▶ **What you will do**: How many lines below include the string "every"? State the number alone.

▶ **Provided records**:
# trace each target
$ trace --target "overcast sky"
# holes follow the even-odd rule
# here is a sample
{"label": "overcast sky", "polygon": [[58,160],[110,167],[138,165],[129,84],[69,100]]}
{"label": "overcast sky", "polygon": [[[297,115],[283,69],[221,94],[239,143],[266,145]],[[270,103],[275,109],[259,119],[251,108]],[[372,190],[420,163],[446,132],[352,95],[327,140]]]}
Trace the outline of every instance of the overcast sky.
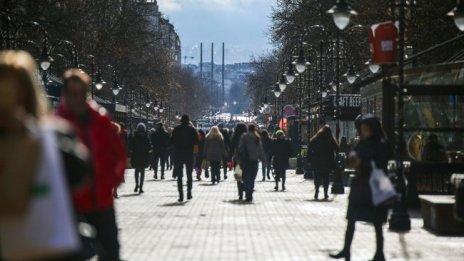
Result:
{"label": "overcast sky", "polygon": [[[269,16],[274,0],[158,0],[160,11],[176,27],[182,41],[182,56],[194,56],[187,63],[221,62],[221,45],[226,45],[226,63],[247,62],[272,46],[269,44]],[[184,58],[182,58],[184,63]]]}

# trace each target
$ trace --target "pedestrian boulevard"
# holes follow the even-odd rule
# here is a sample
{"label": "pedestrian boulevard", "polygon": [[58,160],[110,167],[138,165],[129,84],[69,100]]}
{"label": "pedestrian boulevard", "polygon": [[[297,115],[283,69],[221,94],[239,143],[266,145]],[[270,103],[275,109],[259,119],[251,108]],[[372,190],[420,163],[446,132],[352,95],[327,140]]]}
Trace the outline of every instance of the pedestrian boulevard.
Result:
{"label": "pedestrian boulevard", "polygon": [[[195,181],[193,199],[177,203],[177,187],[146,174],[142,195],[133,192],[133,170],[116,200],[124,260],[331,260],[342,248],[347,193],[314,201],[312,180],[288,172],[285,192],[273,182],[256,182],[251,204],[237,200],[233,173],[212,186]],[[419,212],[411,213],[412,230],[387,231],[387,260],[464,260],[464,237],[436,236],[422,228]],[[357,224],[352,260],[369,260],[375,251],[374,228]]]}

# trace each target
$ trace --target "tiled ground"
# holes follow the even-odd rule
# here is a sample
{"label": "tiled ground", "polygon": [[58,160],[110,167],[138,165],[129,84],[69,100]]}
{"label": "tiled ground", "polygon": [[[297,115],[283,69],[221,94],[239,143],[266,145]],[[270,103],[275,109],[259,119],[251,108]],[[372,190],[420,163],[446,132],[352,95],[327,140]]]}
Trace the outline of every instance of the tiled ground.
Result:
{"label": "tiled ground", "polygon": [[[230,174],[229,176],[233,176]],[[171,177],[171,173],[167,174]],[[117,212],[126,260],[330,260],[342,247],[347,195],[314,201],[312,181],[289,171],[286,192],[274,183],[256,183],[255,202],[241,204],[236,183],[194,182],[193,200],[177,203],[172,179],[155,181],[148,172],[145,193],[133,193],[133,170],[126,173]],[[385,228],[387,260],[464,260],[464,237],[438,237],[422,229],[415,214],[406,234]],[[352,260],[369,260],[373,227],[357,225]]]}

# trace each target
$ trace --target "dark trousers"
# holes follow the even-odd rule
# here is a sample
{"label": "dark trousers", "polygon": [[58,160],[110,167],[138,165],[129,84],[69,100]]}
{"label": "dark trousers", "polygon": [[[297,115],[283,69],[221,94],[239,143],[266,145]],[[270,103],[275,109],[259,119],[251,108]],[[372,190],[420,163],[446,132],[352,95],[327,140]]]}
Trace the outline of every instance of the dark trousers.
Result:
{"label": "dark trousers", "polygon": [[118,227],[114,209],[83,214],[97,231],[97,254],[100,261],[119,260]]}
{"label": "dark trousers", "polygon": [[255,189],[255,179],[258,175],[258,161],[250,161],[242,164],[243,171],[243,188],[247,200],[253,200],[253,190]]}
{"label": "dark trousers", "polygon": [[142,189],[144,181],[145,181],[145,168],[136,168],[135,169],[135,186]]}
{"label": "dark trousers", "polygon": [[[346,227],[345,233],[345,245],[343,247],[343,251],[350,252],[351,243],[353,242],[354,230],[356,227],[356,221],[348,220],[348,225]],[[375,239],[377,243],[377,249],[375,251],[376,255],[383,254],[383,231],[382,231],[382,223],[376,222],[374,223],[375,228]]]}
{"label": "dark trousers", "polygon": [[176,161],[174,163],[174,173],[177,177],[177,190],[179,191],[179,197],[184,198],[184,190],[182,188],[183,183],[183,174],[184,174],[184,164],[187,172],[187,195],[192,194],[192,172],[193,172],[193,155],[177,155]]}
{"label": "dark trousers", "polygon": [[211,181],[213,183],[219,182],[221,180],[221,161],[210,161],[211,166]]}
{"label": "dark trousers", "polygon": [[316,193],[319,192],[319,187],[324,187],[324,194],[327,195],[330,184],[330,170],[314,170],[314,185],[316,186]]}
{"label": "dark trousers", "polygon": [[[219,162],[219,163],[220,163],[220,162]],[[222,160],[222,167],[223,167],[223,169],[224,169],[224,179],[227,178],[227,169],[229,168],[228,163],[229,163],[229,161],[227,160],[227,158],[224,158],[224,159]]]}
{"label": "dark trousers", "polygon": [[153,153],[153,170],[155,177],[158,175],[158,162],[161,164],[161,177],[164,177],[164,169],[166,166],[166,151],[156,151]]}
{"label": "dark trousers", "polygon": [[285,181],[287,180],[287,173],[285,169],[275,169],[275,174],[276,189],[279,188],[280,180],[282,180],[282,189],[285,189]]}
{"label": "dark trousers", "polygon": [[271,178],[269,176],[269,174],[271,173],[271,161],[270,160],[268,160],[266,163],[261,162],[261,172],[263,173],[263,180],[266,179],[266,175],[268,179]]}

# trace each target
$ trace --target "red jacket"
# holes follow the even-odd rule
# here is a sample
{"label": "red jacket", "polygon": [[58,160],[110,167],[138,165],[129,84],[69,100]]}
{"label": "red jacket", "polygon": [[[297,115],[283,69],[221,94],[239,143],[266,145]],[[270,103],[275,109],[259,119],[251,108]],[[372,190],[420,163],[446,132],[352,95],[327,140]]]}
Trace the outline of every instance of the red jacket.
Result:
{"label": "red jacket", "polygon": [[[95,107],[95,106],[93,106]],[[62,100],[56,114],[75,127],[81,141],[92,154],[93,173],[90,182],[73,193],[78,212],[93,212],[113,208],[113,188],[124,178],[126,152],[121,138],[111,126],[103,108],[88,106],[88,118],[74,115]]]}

==

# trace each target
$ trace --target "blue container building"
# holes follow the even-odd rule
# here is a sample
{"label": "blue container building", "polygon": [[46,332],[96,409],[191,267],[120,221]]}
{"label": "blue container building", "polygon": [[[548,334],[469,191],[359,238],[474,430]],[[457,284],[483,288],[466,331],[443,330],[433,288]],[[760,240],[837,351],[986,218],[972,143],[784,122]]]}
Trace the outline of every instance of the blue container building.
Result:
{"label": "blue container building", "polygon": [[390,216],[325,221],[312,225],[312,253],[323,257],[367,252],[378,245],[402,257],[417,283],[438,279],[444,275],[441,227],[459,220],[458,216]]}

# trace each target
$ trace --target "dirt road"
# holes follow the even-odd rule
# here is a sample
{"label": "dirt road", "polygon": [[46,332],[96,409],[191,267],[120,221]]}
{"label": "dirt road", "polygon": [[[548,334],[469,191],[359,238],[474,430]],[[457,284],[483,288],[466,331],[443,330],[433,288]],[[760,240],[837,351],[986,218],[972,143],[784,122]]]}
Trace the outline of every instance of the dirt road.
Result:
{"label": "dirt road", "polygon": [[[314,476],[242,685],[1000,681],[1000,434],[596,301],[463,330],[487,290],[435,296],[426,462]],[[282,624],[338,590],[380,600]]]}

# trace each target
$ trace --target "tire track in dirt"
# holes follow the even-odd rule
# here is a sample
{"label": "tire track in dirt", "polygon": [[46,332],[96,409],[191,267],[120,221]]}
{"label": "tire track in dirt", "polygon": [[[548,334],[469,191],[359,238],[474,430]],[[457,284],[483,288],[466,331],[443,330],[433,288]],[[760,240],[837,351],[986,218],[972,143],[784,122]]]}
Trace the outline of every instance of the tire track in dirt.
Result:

▶ **Finished task**: 8